Passage =>

This article analyses Harvest-Now-Decrypt-Later risk and post-quantum cryptography obligations for financial institutions under EU and UK regulatory frameworks. It does not constitute legal advice. Organisations must seek qualified legal and regulatory counsel before making compliance decisions. References to DORA, NIS2, FCA, and associated instruments reflect their state as of June 2026.

HNDL in Financial Services: Regulatory and Operational Implications

Financial services institutions occupy a specific position in the HNDL threat landscape: they hold the data categories with the longest regulatory retention periods, they are documented targets of nation-state cyber operations, and they already operate under ICT risk management frameworks that carry technology-currency obligations on cryptography. The interaction of these three factors means that HNDL is not a future consideration for this sector. It is an active risk with traceable regulatory consequences.

This article works through the EU and UK regulatory obligations that apply to quantum-vulnerable cryptography, identifies the specific data categories in financial services that are inside the HNDL risk window, and sets out the three-track operational response that follows from the analysis. For the core DORA post-quantum cryptography analysis, see DORA and Post-Quantum Cryptography: What Financial Services ICT Risk Managers Must Know. For the cross-sector HNDL data risk framework, see which data is most at risk from HNDL attacks today.

Why Financial Services Is the Highest-Priority HNDL Sector

Three factors compound in financial services in a way that is not replicated at the same intensity in other sectors.

First, regulatory retention periods. Financial institutions are legally required to retain records for periods that extend into and beyond the 2033–2035 Q-Day planning horizon. A derivatives record retained for ten years from contract life under EMIR may still be protected by its original key exchange encryption when a cryptographically relevant quantum computer (CRQC) becomes available. Records encrypted and transmitted today under RSA or ECDHE key exchange that are retained until 2034 or later are inside the HNDL risk window under any plausible Q-Day estimate.

Second, documented nation-state targeting. ODNI Annual Threat Assessments and Five Eyes joint advisories document systematic collection operations against financial institutions for economic intelligence and strategic pre-positioning. Data collected under HNDL operations does not need to be decrypted today, it is collected now for exploitation later. Financial institutions holding commercially sensitive trading data, long-lived client financial records, and payment system logs are targets of exactly this kind of collection.

Third, existing regulatory obligations. DORA, NIS2, and the UK FCA operational resilience framework each impose ICT risk management requirements that extend to emerging cryptographic vulnerabilities. These frameworks do not wait for regulatory authorities to name specific quantum threats before creating compliance obligations. The technology-currency language in each framework applies now.

Supplied records =>

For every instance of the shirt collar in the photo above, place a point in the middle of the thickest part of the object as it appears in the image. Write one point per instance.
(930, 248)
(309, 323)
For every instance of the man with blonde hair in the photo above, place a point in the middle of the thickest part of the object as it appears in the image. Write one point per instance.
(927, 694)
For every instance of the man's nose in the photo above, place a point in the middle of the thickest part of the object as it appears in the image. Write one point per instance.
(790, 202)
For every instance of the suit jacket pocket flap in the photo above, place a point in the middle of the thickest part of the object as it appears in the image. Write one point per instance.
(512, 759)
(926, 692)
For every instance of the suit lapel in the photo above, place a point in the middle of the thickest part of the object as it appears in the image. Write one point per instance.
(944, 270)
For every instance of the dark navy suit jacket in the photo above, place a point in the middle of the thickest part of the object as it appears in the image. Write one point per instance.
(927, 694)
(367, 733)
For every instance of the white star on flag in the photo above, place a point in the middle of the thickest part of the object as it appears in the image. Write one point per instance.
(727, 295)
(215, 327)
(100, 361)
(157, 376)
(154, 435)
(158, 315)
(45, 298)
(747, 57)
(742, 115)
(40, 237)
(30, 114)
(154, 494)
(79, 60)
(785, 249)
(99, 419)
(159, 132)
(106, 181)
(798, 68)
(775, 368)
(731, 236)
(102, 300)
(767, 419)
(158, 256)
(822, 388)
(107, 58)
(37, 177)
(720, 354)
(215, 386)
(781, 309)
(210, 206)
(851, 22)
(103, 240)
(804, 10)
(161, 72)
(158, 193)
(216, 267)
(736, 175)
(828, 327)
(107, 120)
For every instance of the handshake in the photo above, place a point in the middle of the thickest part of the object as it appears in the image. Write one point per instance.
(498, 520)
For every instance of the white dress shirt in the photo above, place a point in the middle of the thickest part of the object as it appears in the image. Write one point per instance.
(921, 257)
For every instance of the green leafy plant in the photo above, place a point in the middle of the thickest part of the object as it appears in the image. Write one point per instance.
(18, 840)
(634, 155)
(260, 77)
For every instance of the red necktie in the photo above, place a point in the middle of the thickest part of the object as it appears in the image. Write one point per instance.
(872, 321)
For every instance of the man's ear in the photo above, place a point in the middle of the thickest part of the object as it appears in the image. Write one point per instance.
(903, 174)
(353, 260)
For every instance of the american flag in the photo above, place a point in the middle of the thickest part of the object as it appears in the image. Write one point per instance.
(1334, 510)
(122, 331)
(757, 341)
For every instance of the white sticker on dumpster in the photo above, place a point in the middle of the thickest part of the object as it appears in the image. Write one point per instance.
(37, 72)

What to do =>
- A) Rewrite the HNDL in financial services article starting with "First, regulatory retention" and going on through "plausible Q-Day estimate.", putting "trade record" where "derivatives record" stands.
- B) According to the HNDL in financial services article, how long must a derivatives record be kept under EMIR?
- C) Continue the HNDL in financial services article from where it stops.
The lines that come after the article have nothing to do with the tasks.

Per-task outputs =>
- A)
First, regulatory retention periods. Financial institutions are legally required to retain records for periods that extend into and beyond the 2033–2035 Q-Day planning horizon. A trade record retained for ten years from contract life under EMIR may still be protected by its original key exchange encryption when a cryptographically relevant quantum computer (CRQC) becomes available. Records encrypted and transmitted today under RSA or ECDHE key exchange that are retained until 2034 or later are inside the HNDL risk window under any plausible Q-Day estimate.

- B) Ten years from contract life.

- C)
The Mosca inequality makes the compounding concrete. Migration time (X) for a complex financial institution: 3–7 years. Required confidentiality lifetime (Z) for long-duration records: 20–40+ years. Q-Day central estimate (Y): 9–12 years from now. For the longest-lived data categories, X + Z exceeds Y by a significant margin. Those records are in the HNDL risk window today.

DORA: What the ICT Risk Requirements Mean for Quantum-Vulnerable Cryptography

The Digital Operational Resilience Act (Regulation (EU) 2022/2554) became applicable on 17 January 2025. It applies to credit institutions, payment institutions, electronic money institutions, insurance undertakings, investment firms, crypto-asset service providers, and, where designated as critical, ICT third-party service providers operating in the EU.

DORA Article 6 requires in-scope entities to maintain an ICT risk management framework. Article 6(8) specifically requires the framework to identify and address ICT risk from "evolving threats" to confidentiality, integrity, and availability. The EBA guidelines on ICT and security risk management (EBA/GL/2019/04) do not yet explicitly name quantum threats; however, the "evolving threats" obligation is technology-neutral. Quantum-related cryptographic vulnerabilities are within its scope on the same interpretive basis that applies to any emerging cryptanalytic threat.

The direct PQC hook is in Article 9, which requires entities to maintain encryption and cryptographic controls as part of data protection measures. Article 9(2) requires entities to adopt "state-of-the-art" encryption. That phrase creates a technology-currency obligation: as NIST FIPS 203 (ML-KEM), FIPS 204 (ML-DSA), FIPS 205 (SLH-DSA), and FIPS 206 (FN-DSA) become the applicable post-quantum benchmarks, institutions whose encryption does not track this shift will face increasing difficulty demonstrating Article 9(2) compliance. [INFERRED — this is a compliance inference about regulatory trajectory, not a statement that DORA currently mandates NIST algorithms by name. ENISA's interpretation of "state of the art" for DORA/NIS2 cryptography is the relevant authority when published]

Commission Delegated Regulation (EU) 2024/1774, the RTS on ICT risk management tools, methods, processes, and policies, requires entities to develop a cryptographic controls policy that addresses "developments in cryptanalysis" to ensure it "remains resilient against cyber threats." The recitals contemplate "quantum advancements" as the relevant class of cryptanalytic development. [ASSUMED — verify the exact recital wording against the Official Journal of the EU text of (EU) 2024/1774 before quoting verbatim] DORA's quantum obligation is not ambiguous, it is stated in the legislative instrument that implements Article 9.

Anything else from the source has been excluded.